What you should do: Transcribe all records exactly.

Extracted entries:
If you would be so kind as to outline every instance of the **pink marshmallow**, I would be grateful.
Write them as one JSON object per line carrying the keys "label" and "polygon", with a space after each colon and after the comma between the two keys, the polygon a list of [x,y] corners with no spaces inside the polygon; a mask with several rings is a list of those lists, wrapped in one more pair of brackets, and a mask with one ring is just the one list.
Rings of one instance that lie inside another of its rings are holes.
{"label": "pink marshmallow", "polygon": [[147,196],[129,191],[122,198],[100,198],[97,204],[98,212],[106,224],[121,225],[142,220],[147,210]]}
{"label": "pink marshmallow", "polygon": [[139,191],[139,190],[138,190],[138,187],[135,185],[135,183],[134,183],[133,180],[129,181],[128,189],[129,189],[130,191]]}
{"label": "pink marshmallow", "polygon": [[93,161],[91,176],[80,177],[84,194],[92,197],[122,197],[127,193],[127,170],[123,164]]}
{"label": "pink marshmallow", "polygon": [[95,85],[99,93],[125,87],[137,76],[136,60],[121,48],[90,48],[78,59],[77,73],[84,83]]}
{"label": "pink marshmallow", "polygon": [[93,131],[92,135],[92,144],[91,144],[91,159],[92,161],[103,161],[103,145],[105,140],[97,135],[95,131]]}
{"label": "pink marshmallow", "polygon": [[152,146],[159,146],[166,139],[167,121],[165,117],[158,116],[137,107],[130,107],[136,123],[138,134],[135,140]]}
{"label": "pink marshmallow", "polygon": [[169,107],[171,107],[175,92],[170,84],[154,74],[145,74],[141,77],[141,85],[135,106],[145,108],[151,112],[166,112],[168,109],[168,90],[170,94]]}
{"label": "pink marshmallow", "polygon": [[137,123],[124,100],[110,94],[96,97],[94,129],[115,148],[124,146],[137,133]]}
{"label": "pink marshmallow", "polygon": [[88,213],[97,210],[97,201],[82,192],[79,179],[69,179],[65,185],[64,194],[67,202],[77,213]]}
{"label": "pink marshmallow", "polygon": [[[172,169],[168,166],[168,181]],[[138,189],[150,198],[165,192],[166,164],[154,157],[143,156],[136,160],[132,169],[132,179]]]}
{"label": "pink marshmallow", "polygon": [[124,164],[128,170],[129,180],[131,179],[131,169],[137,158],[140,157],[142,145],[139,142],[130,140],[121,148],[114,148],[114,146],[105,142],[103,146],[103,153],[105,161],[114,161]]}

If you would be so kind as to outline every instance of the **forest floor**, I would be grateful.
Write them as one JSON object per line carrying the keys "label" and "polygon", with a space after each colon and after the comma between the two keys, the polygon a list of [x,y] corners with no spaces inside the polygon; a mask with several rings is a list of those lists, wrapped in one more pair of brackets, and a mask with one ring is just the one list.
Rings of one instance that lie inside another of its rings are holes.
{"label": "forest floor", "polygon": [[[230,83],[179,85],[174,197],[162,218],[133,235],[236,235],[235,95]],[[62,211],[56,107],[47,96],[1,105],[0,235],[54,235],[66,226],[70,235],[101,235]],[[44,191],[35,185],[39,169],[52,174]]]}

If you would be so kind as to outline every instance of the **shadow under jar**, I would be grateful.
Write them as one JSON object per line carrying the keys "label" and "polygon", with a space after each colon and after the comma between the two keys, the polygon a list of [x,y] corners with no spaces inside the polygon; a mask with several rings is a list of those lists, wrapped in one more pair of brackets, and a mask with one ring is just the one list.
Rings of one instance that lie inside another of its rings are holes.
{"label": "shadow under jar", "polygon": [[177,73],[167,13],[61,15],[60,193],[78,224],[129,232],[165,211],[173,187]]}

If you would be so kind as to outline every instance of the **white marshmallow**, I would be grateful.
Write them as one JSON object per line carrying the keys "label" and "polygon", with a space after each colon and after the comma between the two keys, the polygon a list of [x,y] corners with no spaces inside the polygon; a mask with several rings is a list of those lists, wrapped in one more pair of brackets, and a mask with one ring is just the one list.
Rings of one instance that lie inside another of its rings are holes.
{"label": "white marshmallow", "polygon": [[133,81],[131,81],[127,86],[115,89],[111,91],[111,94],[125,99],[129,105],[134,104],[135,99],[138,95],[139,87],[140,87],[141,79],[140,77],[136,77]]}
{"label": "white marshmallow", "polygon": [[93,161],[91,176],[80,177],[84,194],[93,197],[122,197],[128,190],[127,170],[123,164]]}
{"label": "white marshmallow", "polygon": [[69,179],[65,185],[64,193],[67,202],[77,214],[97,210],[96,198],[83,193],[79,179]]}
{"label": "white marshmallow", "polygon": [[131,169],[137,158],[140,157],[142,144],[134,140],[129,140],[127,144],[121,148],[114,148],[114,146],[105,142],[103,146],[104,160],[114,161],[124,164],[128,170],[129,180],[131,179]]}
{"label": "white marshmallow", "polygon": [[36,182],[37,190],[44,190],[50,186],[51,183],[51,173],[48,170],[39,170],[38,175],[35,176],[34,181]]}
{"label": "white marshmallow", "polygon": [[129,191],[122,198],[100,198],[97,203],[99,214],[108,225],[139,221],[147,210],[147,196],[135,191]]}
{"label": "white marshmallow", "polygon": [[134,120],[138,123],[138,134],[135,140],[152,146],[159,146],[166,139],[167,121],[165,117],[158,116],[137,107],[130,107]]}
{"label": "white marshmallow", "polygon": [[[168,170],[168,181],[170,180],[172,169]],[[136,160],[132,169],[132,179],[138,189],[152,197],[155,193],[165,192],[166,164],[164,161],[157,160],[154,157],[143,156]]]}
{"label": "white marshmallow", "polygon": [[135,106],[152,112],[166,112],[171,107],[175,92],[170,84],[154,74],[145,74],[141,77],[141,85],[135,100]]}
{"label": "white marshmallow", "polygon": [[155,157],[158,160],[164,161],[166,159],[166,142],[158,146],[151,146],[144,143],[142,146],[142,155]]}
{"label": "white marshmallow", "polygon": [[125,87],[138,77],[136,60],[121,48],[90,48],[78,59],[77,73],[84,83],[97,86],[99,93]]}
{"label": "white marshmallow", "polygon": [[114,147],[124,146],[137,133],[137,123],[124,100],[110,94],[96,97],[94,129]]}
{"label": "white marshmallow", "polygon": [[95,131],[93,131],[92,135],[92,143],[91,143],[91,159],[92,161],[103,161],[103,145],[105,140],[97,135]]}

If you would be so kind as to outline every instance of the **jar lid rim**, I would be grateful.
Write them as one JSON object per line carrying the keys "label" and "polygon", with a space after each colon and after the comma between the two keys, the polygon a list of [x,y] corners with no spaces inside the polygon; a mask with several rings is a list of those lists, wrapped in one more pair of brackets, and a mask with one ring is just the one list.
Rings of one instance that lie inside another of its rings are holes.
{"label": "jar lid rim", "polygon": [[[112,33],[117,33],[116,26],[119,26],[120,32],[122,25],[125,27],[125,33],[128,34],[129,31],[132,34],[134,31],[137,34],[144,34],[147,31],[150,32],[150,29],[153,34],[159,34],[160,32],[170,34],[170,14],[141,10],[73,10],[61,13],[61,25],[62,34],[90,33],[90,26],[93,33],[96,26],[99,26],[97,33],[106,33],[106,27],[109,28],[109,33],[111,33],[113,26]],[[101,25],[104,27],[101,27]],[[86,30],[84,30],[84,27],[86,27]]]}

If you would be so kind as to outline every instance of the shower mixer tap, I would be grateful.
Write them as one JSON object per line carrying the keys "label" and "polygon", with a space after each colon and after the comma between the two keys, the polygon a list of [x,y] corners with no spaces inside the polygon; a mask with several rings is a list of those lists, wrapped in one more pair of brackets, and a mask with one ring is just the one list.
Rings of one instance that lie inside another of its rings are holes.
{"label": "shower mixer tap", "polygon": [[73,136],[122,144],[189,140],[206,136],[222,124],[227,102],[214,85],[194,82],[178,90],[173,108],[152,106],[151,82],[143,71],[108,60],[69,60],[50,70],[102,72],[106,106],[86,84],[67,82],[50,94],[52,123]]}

Task answer:
If you would be so kind as to outline every instance of the **pink marshmallow**, I would be grateful.
Write them as one JSON object per line carrying the keys "label" and "polygon", with a space after each colon and after the comma between the two keys, the polygon a list of [x,y] corners with no spaces inside the polygon; a mask with several rings is a list of those lists, wrapped in one more pair of brackets, and a mask with one ring is just the one list.
Rings of one instance that lie inside another of its rings are holes.
{"label": "pink marshmallow", "polygon": [[147,196],[129,191],[122,198],[100,198],[97,204],[98,212],[106,224],[121,225],[142,220],[147,210]]}
{"label": "pink marshmallow", "polygon": [[139,191],[139,190],[138,190],[138,187],[135,185],[135,183],[134,183],[133,180],[129,181],[128,189],[129,189],[130,191]]}
{"label": "pink marshmallow", "polygon": [[93,161],[91,176],[80,177],[84,194],[92,197],[122,197],[127,193],[127,170],[123,164]]}
{"label": "pink marshmallow", "polygon": [[95,85],[99,93],[125,87],[137,76],[136,60],[121,48],[90,48],[78,59],[77,73],[84,83]]}
{"label": "pink marshmallow", "polygon": [[93,131],[92,135],[92,144],[91,144],[91,159],[92,161],[103,161],[103,145],[105,140],[97,135],[95,131]]}
{"label": "pink marshmallow", "polygon": [[152,146],[159,146],[166,139],[167,121],[165,117],[158,116],[137,107],[130,107],[136,123],[138,134],[135,140]]}
{"label": "pink marshmallow", "polygon": [[169,107],[171,107],[175,92],[170,84],[154,74],[145,74],[141,77],[141,85],[135,106],[145,108],[151,112],[166,112],[168,109],[168,90],[170,94]]}
{"label": "pink marshmallow", "polygon": [[137,123],[124,100],[110,94],[96,97],[94,129],[115,148],[124,146],[137,133]]}
{"label": "pink marshmallow", "polygon": [[88,213],[97,210],[97,201],[82,192],[79,179],[69,179],[65,185],[64,194],[67,202],[77,213]]}
{"label": "pink marshmallow", "polygon": [[[172,169],[168,166],[168,181]],[[138,189],[150,198],[165,192],[166,164],[154,157],[143,156],[136,160],[132,169],[132,179]]]}
{"label": "pink marshmallow", "polygon": [[124,164],[128,170],[129,180],[131,179],[131,169],[137,158],[140,157],[142,145],[139,142],[130,140],[121,148],[114,148],[114,146],[105,142],[103,146],[103,153],[105,161],[114,161]]}

If you would be so kind as to outline every instance of the **forest floor**, I would be grateful.
Write them as one JSON object per line carrying the keys "label" and "polygon", with a space after each colon and after the comma between the two keys, the polygon a list of [x,y] corners with no spaces inside the polygon; a mask with several rings is a list of those lists, wrapped in one more pair of brackets, and a mask with one ring is just the one list.
Rings of one instance that lie inside another of its rings are holes.
{"label": "forest floor", "polygon": [[[230,83],[179,85],[174,197],[162,218],[133,235],[236,235],[235,95]],[[62,211],[56,107],[47,96],[1,105],[0,235],[54,235],[66,226],[70,235],[101,235]],[[44,191],[35,185],[39,169],[52,174]]]}

If you would be so kind as to outline every instance of the **shadow under jar**, I would be grateful.
Write them as one JSON object per line carrying the keys "label" and "polygon", with a space after each colon and after the comma between the two keys, the polygon a list of [x,y] corners with no spaces inside the polygon; a mask with several rings is a list of those lists, wrapped in one more pair of brackets, and a mask with one ring is just the one list.
Rings of one instance that lie inside another of its rings are holes.
{"label": "shadow under jar", "polygon": [[177,73],[167,13],[61,15],[60,193],[78,224],[129,232],[165,211],[173,187]]}

If you would be so kind as to outline every instance of the **white marshmallow**, I would be grateful.
Write them as one JSON object per line carrying the keys "label" and "polygon", with a space after each colon and after the comma between the two keys, the polygon a list of [x,y] corners with no spaces inside the polygon; a mask with several rings is a list of those lists, wrapped in one more pair of brackets, and a mask with one ring is just the one list.
Rings of one instance that lie inside another of its rings are holes.
{"label": "white marshmallow", "polygon": [[133,81],[131,81],[127,86],[115,89],[111,91],[111,94],[125,99],[129,105],[134,104],[135,99],[138,95],[139,87],[140,87],[141,79],[140,77],[136,77]]}
{"label": "white marshmallow", "polygon": [[93,161],[91,176],[80,177],[84,194],[93,197],[122,197],[128,190],[127,170],[123,164]]}
{"label": "white marshmallow", "polygon": [[69,179],[65,185],[64,193],[67,202],[77,214],[97,210],[96,198],[83,193],[79,179]]}
{"label": "white marshmallow", "polygon": [[131,169],[137,158],[140,157],[142,144],[134,140],[129,140],[127,144],[121,148],[114,148],[114,146],[105,142],[103,146],[104,160],[114,161],[124,164],[128,170],[129,180],[131,179]]}
{"label": "white marshmallow", "polygon": [[36,182],[37,190],[44,190],[50,186],[51,183],[51,173],[48,170],[39,170],[38,175],[35,176],[34,181]]}
{"label": "white marshmallow", "polygon": [[129,191],[122,198],[100,198],[97,203],[99,214],[108,225],[139,221],[147,210],[147,196],[135,191]]}
{"label": "white marshmallow", "polygon": [[134,120],[138,123],[138,134],[135,140],[152,146],[159,146],[166,139],[167,121],[165,117],[158,116],[137,107],[130,107]]}
{"label": "white marshmallow", "polygon": [[[168,170],[168,181],[170,180],[172,169]],[[136,160],[132,169],[132,179],[138,189],[152,197],[155,193],[165,192],[166,164],[164,161],[157,160],[154,157],[143,156]]]}
{"label": "white marshmallow", "polygon": [[135,106],[152,112],[166,112],[171,107],[175,92],[170,84],[154,74],[145,74],[141,77],[141,85],[135,100]]}
{"label": "white marshmallow", "polygon": [[155,157],[158,160],[164,161],[166,159],[166,142],[158,146],[151,146],[144,143],[142,146],[142,155]]}
{"label": "white marshmallow", "polygon": [[125,87],[138,77],[136,60],[121,48],[90,48],[78,59],[77,73],[84,83],[97,86],[99,93]]}
{"label": "white marshmallow", "polygon": [[114,147],[124,146],[137,133],[137,123],[124,100],[110,94],[96,97],[94,129]]}
{"label": "white marshmallow", "polygon": [[95,131],[93,131],[92,135],[92,143],[91,143],[91,159],[92,161],[103,161],[103,145],[105,140],[97,135]]}

If you would be so kind as to outline every instance of the **jar lid rim**, I would be grateful.
Write them as one JSON object per line carrying the keys "label" and "polygon", with a space after each colon and after the comma between the two keys, the polygon a list of [x,y] corners with no spaces inside the polygon; a mask with several rings is a list of those lists, wrapped in one more pair of brackets, and a mask with one ring is just the one list.
Rings of one instance that lie inside another of its rings are holes.
{"label": "jar lid rim", "polygon": [[[112,33],[117,33],[116,26],[119,26],[120,32],[122,25],[125,27],[125,33],[128,34],[129,31],[132,34],[134,31],[137,34],[144,34],[147,31],[150,32],[150,29],[153,34],[159,34],[160,32],[170,34],[170,14],[141,10],[73,10],[61,13],[61,25],[62,34],[90,33],[90,26],[93,33],[96,26],[99,26],[97,33],[106,33],[106,27],[109,28],[109,33],[111,33],[113,26]],[[101,25],[104,27],[101,27]],[[86,30],[84,30],[84,27],[86,27]]]}

If you would be so kind as to outline every instance of the shower mixer tap, I would be grateful.
Write them as one JSON object per line carrying the keys "label" and "polygon", with a space after each colon and after the comma between the two keys, the polygon a list of [x,y] corners with no spaces inside the polygon; a mask with several rings is a list of those lists, wrapped in one more pair of brackets, and a mask with one ring is just the one list.
Rings of one instance that lie inside another of its rings are holes.
{"label": "shower mixer tap", "polygon": [[73,136],[122,144],[189,140],[206,136],[222,124],[227,102],[214,85],[194,82],[178,90],[173,108],[152,106],[151,82],[143,71],[108,60],[69,60],[50,70],[102,72],[106,106],[86,84],[67,82],[50,94],[52,123]]}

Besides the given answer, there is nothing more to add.